Document segment ▸
———
Date of Judgment : 03-02-2026
Head Note :-
Maharashtra Stamp Act, 1958 - Section 33A -

Comparative Citation:
2026 BHC-AS 5415,
Judgment :-

1. By the present petition, the petitioner has assailed the order dated 26 May 2014 passed by Respondent No.3, purportedly in exercise of powers under Section 33A of the Maharashtra Stamp Act, 1958. The challenge is founded on the contention that the impugned order travels beyond the statutory mandate and has been issued without jurisdiction.

2. The relevant facts, which have led to the filing of the present petition, may be stated thus. On 24 February 2004, Voltas Limited executed a Development Agreement in favour of the petitioner. The petitioner asserts that the said instrument constituted a development agreement involving transfer of development rights for a total consideration of Rs.21.80 crores. It is further the petitioner’s case that the document was duly stamped in accordance with law and was registered before Respondent No.4.

3. Subsequently, on 23 April 2006, the Auditor General raised an audit objection contending that the Development Agreement was liable to be stamped at 10 percent by treating it as a conveyance. In consequence thereof, Respondent No.3 undertook scrutiny of the document and submitted a report expressing the view that the audit objection was not sustainable. Acting on the said report, Respondent No.3, by order dated 28 August 2006, rejected the audit objection and recorded a finding that proper stamp duty had already been paid. The said order was not challenged by any party and thus attained finality.
———
Directive A ▸ According to the judgment excerpt, what total consideration did the petitioner say the development agreement involved?
Directive B ▸ Echo the judgment excerpt word for word. Begin at the words "1. By the present" and stop after "issued without jurisdiction.".

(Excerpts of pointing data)
———
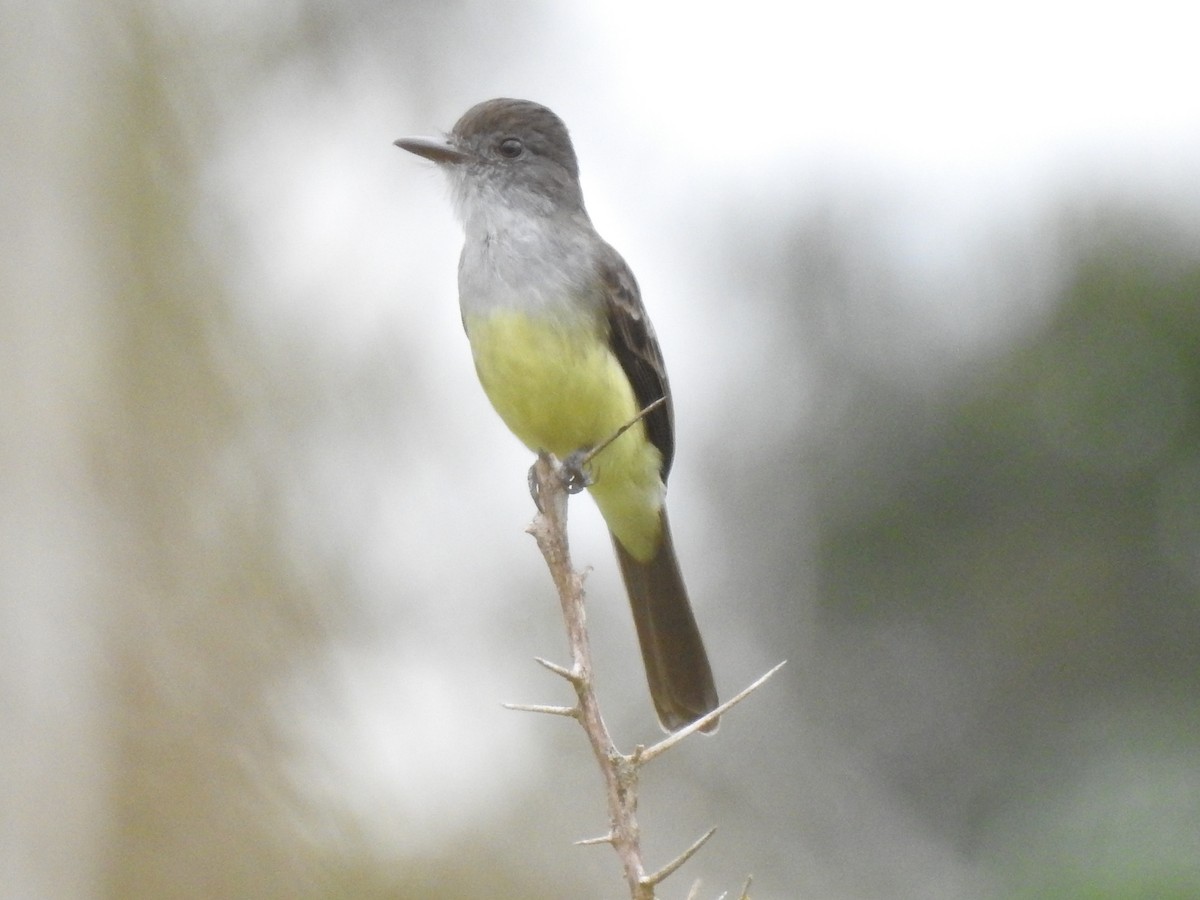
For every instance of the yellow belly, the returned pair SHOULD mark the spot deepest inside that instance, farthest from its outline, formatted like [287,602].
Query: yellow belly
[561,389]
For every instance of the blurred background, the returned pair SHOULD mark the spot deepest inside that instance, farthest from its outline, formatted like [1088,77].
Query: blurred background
[928,282]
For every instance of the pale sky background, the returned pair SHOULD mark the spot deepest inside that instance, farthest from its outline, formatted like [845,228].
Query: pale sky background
[929,133]
[959,120]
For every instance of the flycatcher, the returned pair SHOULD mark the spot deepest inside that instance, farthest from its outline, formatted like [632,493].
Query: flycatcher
[567,355]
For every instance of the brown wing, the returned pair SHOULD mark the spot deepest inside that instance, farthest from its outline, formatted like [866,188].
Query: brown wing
[636,348]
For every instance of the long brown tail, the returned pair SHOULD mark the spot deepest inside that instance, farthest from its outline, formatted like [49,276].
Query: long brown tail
[672,649]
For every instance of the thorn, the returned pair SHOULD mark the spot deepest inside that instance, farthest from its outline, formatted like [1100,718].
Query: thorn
[594,841]
[675,738]
[594,451]
[666,870]
[569,712]
[562,671]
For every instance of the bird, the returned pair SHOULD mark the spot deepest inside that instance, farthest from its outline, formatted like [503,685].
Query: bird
[567,354]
———
Final result A ▸ Rs.21.80 crores

Final result B ▸
1. By the present petition, the petitioner has assailed the order dated 26 May 2014 passed by Respondent No.3, purportedly in exercise of powers under Section 33A of the Maharashtra Stamp Act, 1958. The challenge is founded on the contention that the impugned order travels beyond the statutory mandate and has been issued without jurisdiction.